**Do this:** Quote the listing below line for line, omitting the pictures from your reply.

(Saved data entries)
>>>>>
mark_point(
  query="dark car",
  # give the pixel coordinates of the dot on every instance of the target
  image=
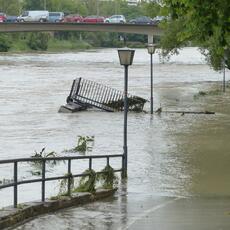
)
<<<<<
**Final result:**
mark_point(
  query="dark car",
  # give the pixel coordinates of the dot on every instance of the target
  image=
)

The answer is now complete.